◆ Exercise objective ◆
Please render every line of the records below as a Markdown table with two columns, Row and Text. Number each row and skip blank lines.

◆ Exercise inputs ◆
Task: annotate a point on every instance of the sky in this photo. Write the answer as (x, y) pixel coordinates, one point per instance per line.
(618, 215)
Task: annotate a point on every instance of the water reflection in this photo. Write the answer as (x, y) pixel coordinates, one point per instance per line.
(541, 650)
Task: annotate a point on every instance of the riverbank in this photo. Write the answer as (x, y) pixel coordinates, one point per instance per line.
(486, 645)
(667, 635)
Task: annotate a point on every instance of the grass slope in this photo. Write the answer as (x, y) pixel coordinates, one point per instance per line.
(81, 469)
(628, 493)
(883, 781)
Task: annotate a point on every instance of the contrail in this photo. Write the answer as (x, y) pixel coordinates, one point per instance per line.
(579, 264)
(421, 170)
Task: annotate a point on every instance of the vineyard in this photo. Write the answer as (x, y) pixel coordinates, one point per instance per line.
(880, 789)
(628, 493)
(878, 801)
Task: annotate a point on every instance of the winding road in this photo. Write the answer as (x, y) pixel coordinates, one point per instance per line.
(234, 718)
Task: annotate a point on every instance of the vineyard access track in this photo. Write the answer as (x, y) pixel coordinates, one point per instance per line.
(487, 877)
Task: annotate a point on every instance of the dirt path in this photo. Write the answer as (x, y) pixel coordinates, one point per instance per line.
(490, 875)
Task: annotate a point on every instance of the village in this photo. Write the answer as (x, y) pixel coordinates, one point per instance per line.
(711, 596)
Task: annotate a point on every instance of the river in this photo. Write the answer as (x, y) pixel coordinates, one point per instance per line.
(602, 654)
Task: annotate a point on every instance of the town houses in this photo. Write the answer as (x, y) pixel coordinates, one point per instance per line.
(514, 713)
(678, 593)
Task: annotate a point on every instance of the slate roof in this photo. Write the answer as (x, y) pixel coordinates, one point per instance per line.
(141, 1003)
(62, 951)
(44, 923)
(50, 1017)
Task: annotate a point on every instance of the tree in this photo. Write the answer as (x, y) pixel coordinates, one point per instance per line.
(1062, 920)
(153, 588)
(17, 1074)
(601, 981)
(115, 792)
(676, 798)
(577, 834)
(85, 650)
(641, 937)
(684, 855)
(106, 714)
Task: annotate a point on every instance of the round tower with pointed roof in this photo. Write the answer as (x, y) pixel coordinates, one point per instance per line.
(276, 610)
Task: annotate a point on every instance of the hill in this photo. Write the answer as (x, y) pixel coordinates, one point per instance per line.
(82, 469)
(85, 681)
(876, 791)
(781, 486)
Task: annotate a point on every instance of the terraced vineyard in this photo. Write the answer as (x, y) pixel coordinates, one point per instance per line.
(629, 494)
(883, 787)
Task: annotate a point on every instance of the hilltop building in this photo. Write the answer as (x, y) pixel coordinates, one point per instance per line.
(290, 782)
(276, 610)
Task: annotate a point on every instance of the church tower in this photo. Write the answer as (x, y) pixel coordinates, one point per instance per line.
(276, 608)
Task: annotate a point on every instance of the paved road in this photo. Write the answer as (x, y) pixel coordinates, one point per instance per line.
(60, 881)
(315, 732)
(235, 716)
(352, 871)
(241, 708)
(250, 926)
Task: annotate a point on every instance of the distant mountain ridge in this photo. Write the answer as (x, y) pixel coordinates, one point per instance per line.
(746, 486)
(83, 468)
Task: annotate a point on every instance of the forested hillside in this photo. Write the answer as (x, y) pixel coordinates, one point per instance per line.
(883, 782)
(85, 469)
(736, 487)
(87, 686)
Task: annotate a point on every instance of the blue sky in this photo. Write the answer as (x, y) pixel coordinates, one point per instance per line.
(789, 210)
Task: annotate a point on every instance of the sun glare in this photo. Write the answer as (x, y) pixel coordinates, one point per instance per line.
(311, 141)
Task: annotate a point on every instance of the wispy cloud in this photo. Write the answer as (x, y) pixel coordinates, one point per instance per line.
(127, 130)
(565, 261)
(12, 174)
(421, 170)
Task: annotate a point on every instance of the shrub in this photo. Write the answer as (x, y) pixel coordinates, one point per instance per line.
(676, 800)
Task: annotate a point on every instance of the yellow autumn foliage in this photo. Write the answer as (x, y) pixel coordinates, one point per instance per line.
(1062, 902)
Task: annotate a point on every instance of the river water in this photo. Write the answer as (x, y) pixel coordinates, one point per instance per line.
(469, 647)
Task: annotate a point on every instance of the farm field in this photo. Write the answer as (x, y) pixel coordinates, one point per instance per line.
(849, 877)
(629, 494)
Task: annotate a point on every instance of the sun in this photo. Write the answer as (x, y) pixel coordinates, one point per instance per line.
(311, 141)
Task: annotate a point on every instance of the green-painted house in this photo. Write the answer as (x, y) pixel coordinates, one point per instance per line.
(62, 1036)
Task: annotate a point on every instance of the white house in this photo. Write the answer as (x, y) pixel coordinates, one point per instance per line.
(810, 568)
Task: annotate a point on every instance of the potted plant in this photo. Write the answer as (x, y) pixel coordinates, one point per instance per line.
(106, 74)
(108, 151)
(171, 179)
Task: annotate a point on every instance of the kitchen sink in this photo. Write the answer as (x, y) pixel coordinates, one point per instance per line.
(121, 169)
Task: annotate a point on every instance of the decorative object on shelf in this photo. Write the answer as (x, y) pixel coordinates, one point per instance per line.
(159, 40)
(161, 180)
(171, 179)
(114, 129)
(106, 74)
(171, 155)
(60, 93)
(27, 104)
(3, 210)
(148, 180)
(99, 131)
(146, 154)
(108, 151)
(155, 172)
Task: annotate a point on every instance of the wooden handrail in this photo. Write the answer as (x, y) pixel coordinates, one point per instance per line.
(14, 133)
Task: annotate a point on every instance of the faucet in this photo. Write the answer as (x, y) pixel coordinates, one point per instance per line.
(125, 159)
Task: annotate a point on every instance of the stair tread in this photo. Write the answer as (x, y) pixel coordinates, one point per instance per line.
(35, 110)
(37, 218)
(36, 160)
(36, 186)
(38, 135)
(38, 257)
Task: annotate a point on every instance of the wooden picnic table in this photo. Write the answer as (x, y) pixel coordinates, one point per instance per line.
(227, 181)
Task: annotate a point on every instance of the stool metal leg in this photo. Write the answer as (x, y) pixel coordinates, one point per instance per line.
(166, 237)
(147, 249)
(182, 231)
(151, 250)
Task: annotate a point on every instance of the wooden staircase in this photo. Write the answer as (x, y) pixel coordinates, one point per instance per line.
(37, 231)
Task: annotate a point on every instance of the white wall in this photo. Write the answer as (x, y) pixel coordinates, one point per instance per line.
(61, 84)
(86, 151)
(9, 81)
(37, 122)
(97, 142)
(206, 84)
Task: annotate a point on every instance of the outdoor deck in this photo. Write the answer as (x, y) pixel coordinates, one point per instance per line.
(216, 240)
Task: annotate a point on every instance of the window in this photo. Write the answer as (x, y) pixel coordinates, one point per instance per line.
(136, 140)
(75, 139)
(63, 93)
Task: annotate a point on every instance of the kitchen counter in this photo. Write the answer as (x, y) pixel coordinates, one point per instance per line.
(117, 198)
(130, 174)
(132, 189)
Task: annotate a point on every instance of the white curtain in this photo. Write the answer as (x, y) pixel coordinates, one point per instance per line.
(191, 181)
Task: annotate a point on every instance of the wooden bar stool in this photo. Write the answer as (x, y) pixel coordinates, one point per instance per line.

◆ Correct result ◆
| Row | Text |
|---|---|
| 1 | Task: annotate a point on every instance of the sky in this photo. Write the answer as (x, y) pixel coordinates, one point per instance per line. |
| 2 | (618, 215) |
| 3 | Task: annotate a point on every instance of the water reflection in this photo. Write the answer as (x, y) pixel coordinates, one point per instance per line. |
| 4 | (541, 650) |
| 5 | Task: annotate a point on every instance of the riverbank in this photo. Write the answer as (x, y) pixel coordinates, one point per instance per line. |
| 6 | (486, 645) |
| 7 | (667, 635) |
| 8 | Task: annotate a point on every instance of the grass slope in this photo. Write the answer as (x, y) pixel coordinates, one point per instance per line. |
| 9 | (81, 469) |
| 10 | (628, 493) |
| 11 | (883, 781) |
| 12 | Task: annotate a point on every instance of the contrail in this photo. Write the answer as (x, y) pixel coordinates, one point per instance per line. |
| 13 | (579, 264) |
| 14 | (421, 170) |
| 15 | Task: annotate a point on every instance of the vineyard in this photo. Write the answer as (x, y) pixel coordinates, one point per instance per line. |
| 16 | (880, 789) |
| 17 | (628, 493) |
| 18 | (878, 801) |
| 19 | Task: annotate a point on every instance of the winding road in this photo. Write the answer as (x, y) pixel coordinates, one point per instance per line. |
| 20 | (234, 718) |
| 21 | Task: annotate a point on every instance of the vineyard access track in this photo. Write the answer as (x, y) pixel coordinates, one point per instance per line. |
| 22 | (487, 877) |
| 23 | Task: annotate a point on every instance of the dirt path in this photo. Write the answer as (x, y) pixel coordinates, one point per instance per line. |
| 24 | (490, 875) |
| 25 | Task: annotate a point on every instance of the village in this photo. Write the answer as (x, y) pixel coordinates, one point per instance per line. |
| 26 | (711, 596) |
| 27 | Task: annotate a point on every instance of the river in this photo. Write the answer as (x, y) pixel coordinates, one point per instance per line. |
| 28 | (602, 654) |
| 29 | Task: annotate a point on every instance of the town houses in this photo. Write the answer as (x, y) pixel coordinates, one point per instance per line. |
| 30 | (514, 713) |
| 31 | (678, 593) |
| 32 | Task: annotate a point on every instance of the slate roof in this photo. Write the answer as (x, y) pixel coordinates, one point per instance per line. |
| 33 | (141, 1003) |
| 34 | (62, 951) |
| 35 | (44, 923) |
| 36 | (50, 1017) |
| 37 | Task: annotate a point on every instance of the tree in this photo. Write the answer as (x, y) pixel coordinates, one point per instance per line. |
| 38 | (1062, 920) |
| 39 | (153, 588) |
| 40 | (17, 1074) |
| 41 | (601, 981) |
| 42 | (115, 792) |
| 43 | (676, 798) |
| 44 | (577, 834) |
| 45 | (85, 650) |
| 46 | (641, 937) |
| 47 | (684, 855) |
| 48 | (106, 714) |
| 49 | Task: annotate a point on every instance of the round tower with pointed roof in this photo. Write the answer as (x, y) pixel coordinates, one point per instance per line. |
| 50 | (276, 610) |
| 51 | Task: annotate a point on every instance of the hill in this photo. Write the answer as (x, y) pixel coordinates, one point per instance per line. |
| 52 | (82, 469) |
| 53 | (85, 681) |
| 54 | (876, 791) |
| 55 | (781, 486) |
| 56 | Task: annotate a point on every instance of the terraced vineyard in this photo. Write the answer as (x, y) pixel coordinates, one point per instance per line. |
| 57 | (629, 494) |
| 58 | (883, 787) |
| 59 | Task: annotate a point on every instance of the hilltop building in this photo. Write the answer as (x, y) pixel coordinates, one point per instance per line. |
| 60 | (290, 782) |
| 61 | (276, 610) |
| 62 | Task: annotate a point on every instance of the church tower in this photo. Write the answer as (x, y) pixel coordinates, one point per instance per line. |
| 63 | (276, 608) |
| 64 | Task: annotate a point on every instance of the paved road in this photo. Write the answer as (x, y) pixel coordinates, one point per instance per line. |
| 65 | (60, 881) |
| 66 | (315, 732) |
| 67 | (235, 716) |
| 68 | (352, 871) |
| 69 | (241, 708) |
| 70 | (250, 926) |
| 71 | Task: annotate a point on every instance of the distant mountain ridge in this photo. Write the answer as (x, y) pixel coordinates, one point per instance per line. |
| 72 | (746, 486) |
| 73 | (83, 468) |
| 74 | Task: annotate a point on every instance of the forested hillside in this photo. Write the answer as (x, y) pixel coordinates, one point per instance per line. |
| 75 | (883, 782) |
| 76 | (85, 469) |
| 77 | (736, 487) |
| 78 | (87, 686) |
| 79 | Task: annotate a point on every instance of the blue sky in this photo. Write the answer as (x, y) pixel coordinates, one point per instance per line. |
| 80 | (789, 210) |
| 81 | Task: annotate a point on every instance of the sun glare in this photo. Write the answer as (x, y) pixel coordinates, one point per instance per line. |
| 82 | (311, 141) |
| 83 | Task: annotate a point on every instance of the wispy cloud in this photo. Write the answer as (x, y) pixel coordinates, one point per instance per line. |
| 84 | (127, 130) |
| 85 | (565, 261) |
| 86 | (12, 174) |
| 87 | (421, 170) |
| 88 | Task: annotate a point on every instance of the shrub in this photo. Write the answer as (x, y) pixel coordinates, one point per instance per line. |
| 89 | (676, 800) |
| 90 | Task: annotate a point on every instance of the yellow autumn foliage in this photo. Write the answer as (x, y) pixel coordinates, one point per instance per line. |
| 91 | (1062, 902) |
| 92 | Task: annotate a point on every instance of the river water in this photo. Write the answer as (x, y) pixel coordinates, one point per instance per line. |
| 93 | (469, 647) |
| 94 | Task: annotate a point on every instance of the farm field in this photo. Write the answer as (x, y) pixel coordinates, one point per instance per line. |
| 95 | (849, 877) |
| 96 | (629, 494) |
| 97 | Task: annotate a point on every instance of the sun in this photo. Write the answer as (x, y) pixel coordinates, one point per instance per line. |
| 98 | (311, 141) |
| 99 | Task: annotate a point on every instance of the green-painted house in this photo. Write the answer as (x, y) pixel coordinates, one point per instance per line. |
| 100 | (62, 1036) |
| 101 | Task: annotate a point on every instance of the white house in this photo. Write the answer as (x, y) pixel coordinates, one point per instance per line. |
| 102 | (810, 568) |
| 103 | Task: annotate a point on every instance of the potted plant in this photo. Write the answer as (x, y) pixel coordinates, one point per instance per line. |
| 104 | (106, 74) |
| 105 | (108, 151) |
| 106 | (171, 179) |
| 107 | Task: annotate a point on every instance of the kitchen sink in this photo. Write the answer as (x, y) pixel coordinates, one point per instance per line. |
| 108 | (121, 169) |
| 109 | Task: annotate a point on every instance of the decorative object on shelf in this photo. Write the answer as (x, y) pixel coordinates, one point per instance per line. |
| 110 | (159, 40) |
| 111 | (161, 180) |
| 112 | (171, 179) |
| 113 | (114, 129) |
| 114 | (106, 74) |
| 115 | (171, 155) |
| 116 | (60, 93) |
| 117 | (27, 104) |
| 118 | (3, 210) |
| 119 | (148, 180) |
| 120 | (99, 131) |
| 121 | (146, 154) |
| 122 | (108, 151) |
| 123 | (155, 172) |
| 124 | Task: annotate a point on every instance of the wooden handrail in this photo. Write the answer as (x, y) pixel coordinates, one point per instance per line. |
| 125 | (14, 133) |
| 126 | Task: annotate a point on every instance of the faucet in this photo. Write the answer as (x, y) pixel coordinates, one point per instance per line. |
| 127 | (125, 159) |
| 128 | Task: annotate a point on every instance of the stair tread in this photo. Write the answer as (x, y) pixel coordinates, one point per instance per line. |
| 129 | (35, 110) |
| 130 | (37, 218) |
| 131 | (36, 160) |
| 132 | (36, 186) |
| 133 | (38, 135) |
| 134 | (38, 257) |
| 135 | Task: annotate a point on every instance of the wooden picnic table in this photo. Write the answer as (x, y) pixel coordinates, one point per instance per line. |
| 136 | (227, 181) |
| 137 | Task: annotate a point on every instance of the stool metal leg in this photo. Write the answer as (x, y) pixel coordinates, one point per instance per line. |
| 138 | (166, 237) |
| 139 | (147, 249) |
| 140 | (182, 231) |
| 141 | (151, 250) |
| 142 | Task: annotate a point on every instance of the wooden staircase in this photo. Write the answer as (x, y) pixel coordinates, one point per instance per line. |
| 143 | (37, 231) |
| 144 | Task: annotate a point on every instance of the white wall in this photo. Write the answer as (x, y) pixel coordinates, one point per instance per line. |
| 145 | (61, 84) |
| 146 | (86, 151) |
| 147 | (9, 81) |
| 148 | (37, 122) |
| 149 | (97, 142) |
| 150 | (206, 84) |
| 151 | Task: annotate a point on every instance of the outdoor deck in this photo. Write the answer as (x, y) pixel coordinates, one point per instance per line. |
| 152 | (216, 240) |
| 153 | Task: annotate a point on every instance of the window in this photo. Write the answer as (x, y) pixel coordinates, one point per instance per line. |
| 154 | (136, 140) |
| 155 | (75, 139) |
| 156 | (63, 93) |
| 157 | Task: annotate a point on every instance of the kitchen counter in this photo. Write the answer as (x, y) pixel coordinates, one point per instance per line. |
| 158 | (117, 198) |
| 159 | (130, 174) |
| 160 | (132, 189) |
| 161 | Task: annotate a point on every instance of the white curtain in this photo. Write the answer as (x, y) pixel coordinates, one point per instance per line. |
| 162 | (191, 181) |
| 163 | Task: annotate a point on every instance of the wooden bar stool in this photo. Write the answer as (x, y) pixel coordinates, one point per instance per line. |